**TASK 1**
From the exam notice below, list every section number of the Functions of Several Variables module that the exam covers.
**TASK 2**
Repeat word for word the part of the exam notice below that starts at the words "From the hardcover" and stops after "10, 13, 14.".

Exam Date:

Thursday, August 4th, 2022

Time:

7:00pm - 9:30pm

Location:

T13 125

MATERIAL COVERED ON THE EXAM
[to see what to study within each section, follow SCHEDULE AND HOMEWORK link]

From the hardcover textbook (differential equations): sections 8.1-8.7 [you might also want to review sections 7.1, 7.2, and 7.5 which were covered in 1LS3 but will help you to understand the material in Chapter 8 better]

Functions of Several Variables module: sections 1, 2, 3, 4, 5, 7, 9, 10.

Probability and Statistics module: sections 1, 2, 3, 4, 5, 6, 7, 8, 10, 13, 14.

TO PREPARE

(1) Study your class notes. All theory and the most relevant examples are done in lectures. Make sure that you can do all exercises that were done in class without referring to your notes.

**DATASET EXTRACT**
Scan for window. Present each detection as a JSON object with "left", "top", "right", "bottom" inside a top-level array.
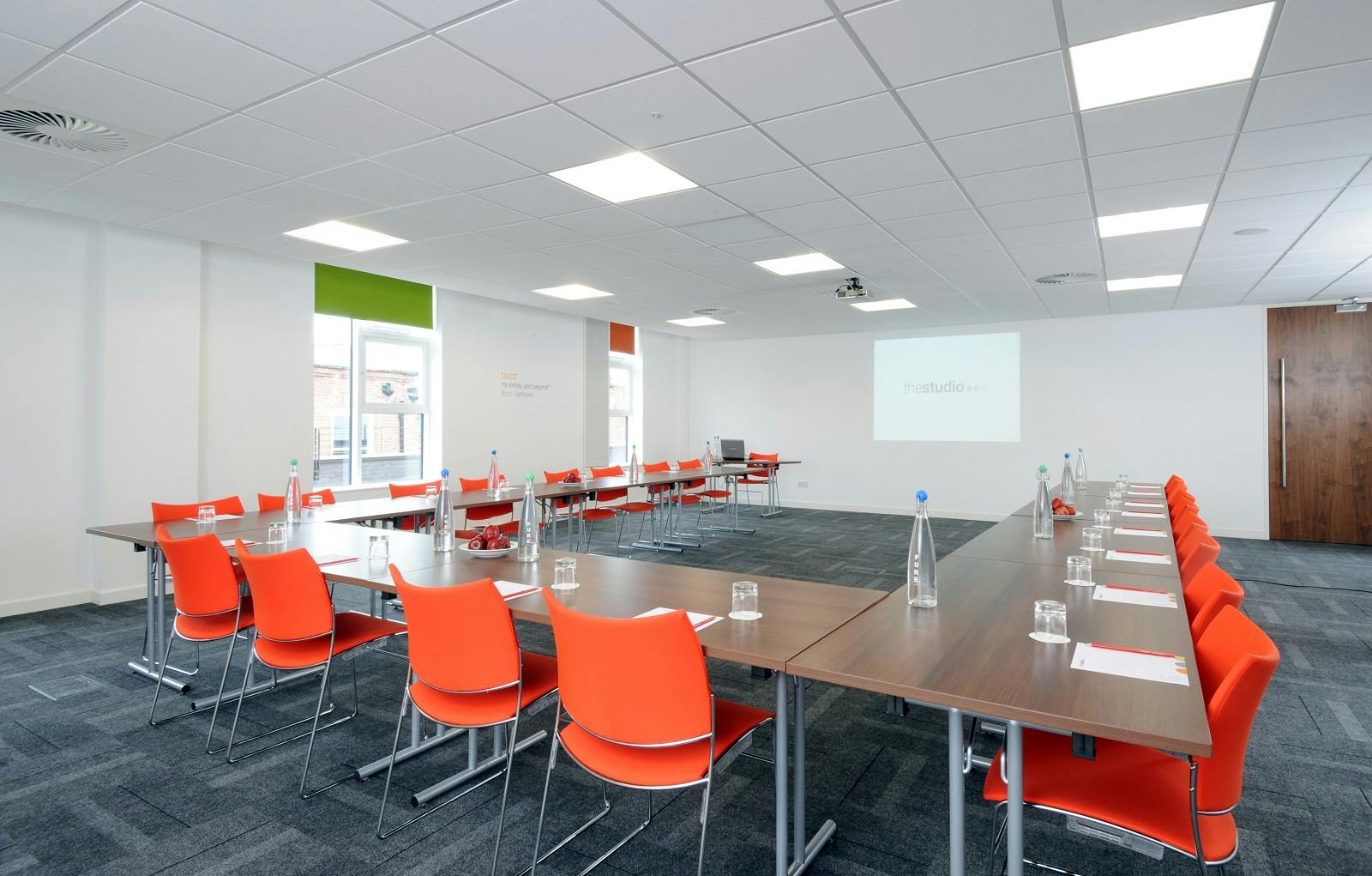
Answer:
[{"left": 314, "top": 314, "right": 432, "bottom": 487}]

**FULL RESPONSE 1**
1, 2, 3, 4, 5, 7, 9, 10

**FULL RESPONSE 2**
From the hardcover textbook (differential equations): sections 8.1-8.7 [you might also want to review sections 7.1, 7.2, and 7.5 which were covered in 1LS3 but will help you to understand the material in Chapter 8 better]

Functions of Several Variables module: sections 1, 2, 3, 4, 5, 7, 9, 10.

Probability and Statistics module: sections 1, 2, 3, 4, 5, 6, 7, 8, 10, 13, 14.